> Short task: Print each of the entries below word for word, without changing anything.

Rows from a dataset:
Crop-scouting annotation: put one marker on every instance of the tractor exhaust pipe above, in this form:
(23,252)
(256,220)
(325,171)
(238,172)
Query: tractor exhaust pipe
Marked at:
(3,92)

> Written response:
Crop-scouting annotation: put one marker on every instance of the tractor exhaust pipe above, in this form:
(23,252)
(256,220)
(325,171)
(238,172)
Query: tractor exhaust pipe
Marked at:
(3,92)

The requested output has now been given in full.